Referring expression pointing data
****
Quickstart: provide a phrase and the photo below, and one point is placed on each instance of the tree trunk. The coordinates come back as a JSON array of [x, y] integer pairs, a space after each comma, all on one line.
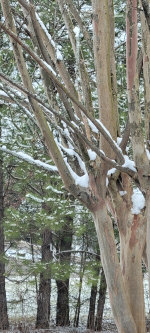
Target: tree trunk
[[131, 250], [43, 299], [117, 292], [62, 314], [4, 324], [101, 302], [91, 315], [64, 246]]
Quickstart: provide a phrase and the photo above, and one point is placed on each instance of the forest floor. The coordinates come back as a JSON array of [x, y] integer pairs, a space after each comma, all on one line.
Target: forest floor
[[108, 327]]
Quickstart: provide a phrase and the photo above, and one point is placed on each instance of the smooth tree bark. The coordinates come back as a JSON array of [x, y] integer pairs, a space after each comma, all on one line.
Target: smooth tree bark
[[101, 302], [64, 250], [4, 324], [83, 148], [44, 292], [92, 305]]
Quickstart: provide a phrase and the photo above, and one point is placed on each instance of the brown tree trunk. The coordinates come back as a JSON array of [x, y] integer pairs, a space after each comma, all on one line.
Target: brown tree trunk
[[91, 315], [43, 299], [64, 247], [117, 293], [101, 302], [62, 312], [4, 324]]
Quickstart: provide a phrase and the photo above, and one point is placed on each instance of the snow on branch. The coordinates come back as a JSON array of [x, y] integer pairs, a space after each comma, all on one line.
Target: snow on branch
[[27, 158]]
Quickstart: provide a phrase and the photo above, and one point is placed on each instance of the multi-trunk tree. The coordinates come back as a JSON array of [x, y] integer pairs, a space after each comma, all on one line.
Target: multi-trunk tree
[[77, 114]]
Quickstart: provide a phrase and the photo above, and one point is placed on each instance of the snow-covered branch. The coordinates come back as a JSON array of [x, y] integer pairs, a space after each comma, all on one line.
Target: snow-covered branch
[[27, 158]]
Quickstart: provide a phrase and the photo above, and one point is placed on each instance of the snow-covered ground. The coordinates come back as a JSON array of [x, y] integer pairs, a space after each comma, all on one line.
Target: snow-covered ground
[[21, 291]]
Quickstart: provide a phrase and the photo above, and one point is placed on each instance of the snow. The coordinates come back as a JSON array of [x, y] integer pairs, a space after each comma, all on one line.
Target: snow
[[111, 171], [104, 128], [76, 31], [92, 155], [71, 152], [79, 180], [49, 67], [73, 123], [45, 30], [129, 163], [138, 201], [93, 127], [122, 193], [2, 93], [58, 53], [29, 159], [119, 140], [148, 153], [50, 187]]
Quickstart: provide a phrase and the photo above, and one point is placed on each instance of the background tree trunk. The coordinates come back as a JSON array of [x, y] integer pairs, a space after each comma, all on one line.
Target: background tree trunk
[[101, 302], [43, 300], [91, 315], [4, 324], [65, 244]]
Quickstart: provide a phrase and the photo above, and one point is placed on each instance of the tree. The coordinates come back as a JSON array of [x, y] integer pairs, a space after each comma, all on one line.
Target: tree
[[4, 324], [83, 147]]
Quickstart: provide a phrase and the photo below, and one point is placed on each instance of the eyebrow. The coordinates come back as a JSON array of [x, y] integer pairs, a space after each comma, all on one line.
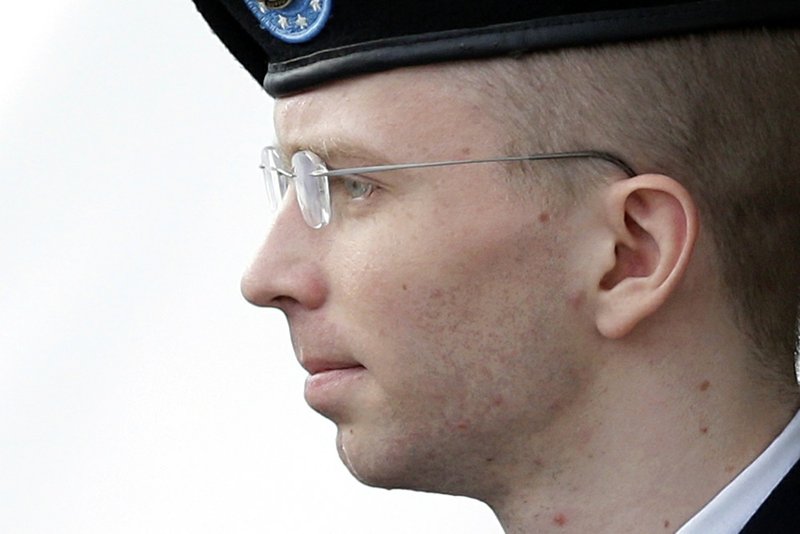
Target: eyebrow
[[333, 148]]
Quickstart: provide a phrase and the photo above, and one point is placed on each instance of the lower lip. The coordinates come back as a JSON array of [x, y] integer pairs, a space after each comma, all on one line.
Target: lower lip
[[322, 386]]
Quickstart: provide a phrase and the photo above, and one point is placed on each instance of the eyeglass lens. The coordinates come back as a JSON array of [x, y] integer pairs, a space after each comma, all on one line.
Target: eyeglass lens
[[313, 194]]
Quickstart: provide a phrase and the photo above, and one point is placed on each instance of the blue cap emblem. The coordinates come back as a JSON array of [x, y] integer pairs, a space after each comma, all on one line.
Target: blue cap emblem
[[293, 21]]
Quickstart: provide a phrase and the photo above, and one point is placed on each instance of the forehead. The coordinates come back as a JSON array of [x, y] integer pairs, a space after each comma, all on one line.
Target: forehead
[[406, 113]]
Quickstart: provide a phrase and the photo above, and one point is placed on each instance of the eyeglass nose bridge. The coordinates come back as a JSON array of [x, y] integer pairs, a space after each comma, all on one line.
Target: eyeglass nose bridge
[[311, 185]]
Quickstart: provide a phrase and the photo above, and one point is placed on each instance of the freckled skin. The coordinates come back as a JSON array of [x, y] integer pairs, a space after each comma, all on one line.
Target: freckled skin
[[447, 294]]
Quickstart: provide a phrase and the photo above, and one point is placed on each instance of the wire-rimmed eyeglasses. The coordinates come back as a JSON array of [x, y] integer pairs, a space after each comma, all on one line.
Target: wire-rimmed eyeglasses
[[310, 175]]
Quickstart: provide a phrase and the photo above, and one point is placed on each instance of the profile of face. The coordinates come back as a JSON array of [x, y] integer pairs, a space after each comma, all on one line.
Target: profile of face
[[436, 313]]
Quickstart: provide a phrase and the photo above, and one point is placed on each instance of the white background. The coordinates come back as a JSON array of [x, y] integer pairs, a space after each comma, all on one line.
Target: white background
[[138, 391]]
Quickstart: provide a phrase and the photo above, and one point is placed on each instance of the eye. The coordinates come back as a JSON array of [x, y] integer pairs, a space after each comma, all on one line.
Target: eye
[[357, 189]]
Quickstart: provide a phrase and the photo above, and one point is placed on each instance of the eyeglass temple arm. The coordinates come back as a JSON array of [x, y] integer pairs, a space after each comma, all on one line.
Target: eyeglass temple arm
[[404, 166]]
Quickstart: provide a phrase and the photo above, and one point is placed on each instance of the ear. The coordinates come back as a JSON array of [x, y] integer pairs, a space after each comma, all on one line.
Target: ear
[[653, 225]]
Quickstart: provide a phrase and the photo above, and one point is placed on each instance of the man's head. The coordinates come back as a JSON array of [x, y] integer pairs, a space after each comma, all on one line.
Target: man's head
[[520, 331]]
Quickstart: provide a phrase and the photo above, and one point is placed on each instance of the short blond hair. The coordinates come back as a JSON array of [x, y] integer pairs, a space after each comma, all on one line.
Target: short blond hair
[[718, 112]]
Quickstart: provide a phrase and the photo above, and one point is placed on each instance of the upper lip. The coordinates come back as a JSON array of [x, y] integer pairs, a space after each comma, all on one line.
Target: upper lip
[[320, 365]]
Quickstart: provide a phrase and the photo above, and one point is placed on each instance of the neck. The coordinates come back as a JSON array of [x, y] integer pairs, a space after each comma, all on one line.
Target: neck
[[658, 437]]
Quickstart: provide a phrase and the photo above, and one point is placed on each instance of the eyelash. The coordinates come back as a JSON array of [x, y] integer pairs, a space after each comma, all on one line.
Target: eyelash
[[349, 185]]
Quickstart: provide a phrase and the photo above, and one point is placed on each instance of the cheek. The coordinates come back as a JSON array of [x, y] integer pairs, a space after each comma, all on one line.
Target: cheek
[[455, 317]]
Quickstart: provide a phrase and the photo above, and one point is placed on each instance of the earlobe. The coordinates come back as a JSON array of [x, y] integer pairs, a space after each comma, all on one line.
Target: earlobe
[[654, 224]]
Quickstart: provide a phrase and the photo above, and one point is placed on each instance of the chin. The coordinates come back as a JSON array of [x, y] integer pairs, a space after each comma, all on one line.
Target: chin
[[375, 463]]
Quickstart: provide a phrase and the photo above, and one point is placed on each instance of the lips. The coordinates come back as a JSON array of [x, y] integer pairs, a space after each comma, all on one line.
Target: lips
[[317, 366]]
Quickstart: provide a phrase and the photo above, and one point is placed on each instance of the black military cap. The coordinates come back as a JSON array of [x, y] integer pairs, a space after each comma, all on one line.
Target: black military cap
[[293, 45]]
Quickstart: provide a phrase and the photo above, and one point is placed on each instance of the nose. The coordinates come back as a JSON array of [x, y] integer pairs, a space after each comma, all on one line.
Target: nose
[[286, 272]]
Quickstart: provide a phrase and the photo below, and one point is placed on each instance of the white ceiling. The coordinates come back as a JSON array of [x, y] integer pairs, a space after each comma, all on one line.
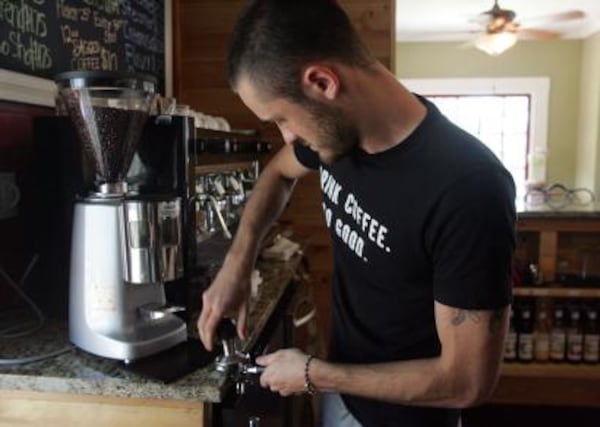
****
**REQUIRED WORK**
Copy out, exactly and without pictures, each line from the one containing "of the nose." through the final line of the entries, both ends included.

**RESPONSE BOX**
Quickstart: provide a phrase and the photo above, and one point is placed on each instance of the nose. The coordinates come back as a JSON array of [x, y] integer pairs, a space after each comma, all on one line.
Target: nose
[[286, 272]]
Quickstart: provide a phrase and the photo below, and one point is placed on each instance of the white ceiling. The coordinates come back as a JSON array of [x, y] integer pairs, a space after each comma, all on one line.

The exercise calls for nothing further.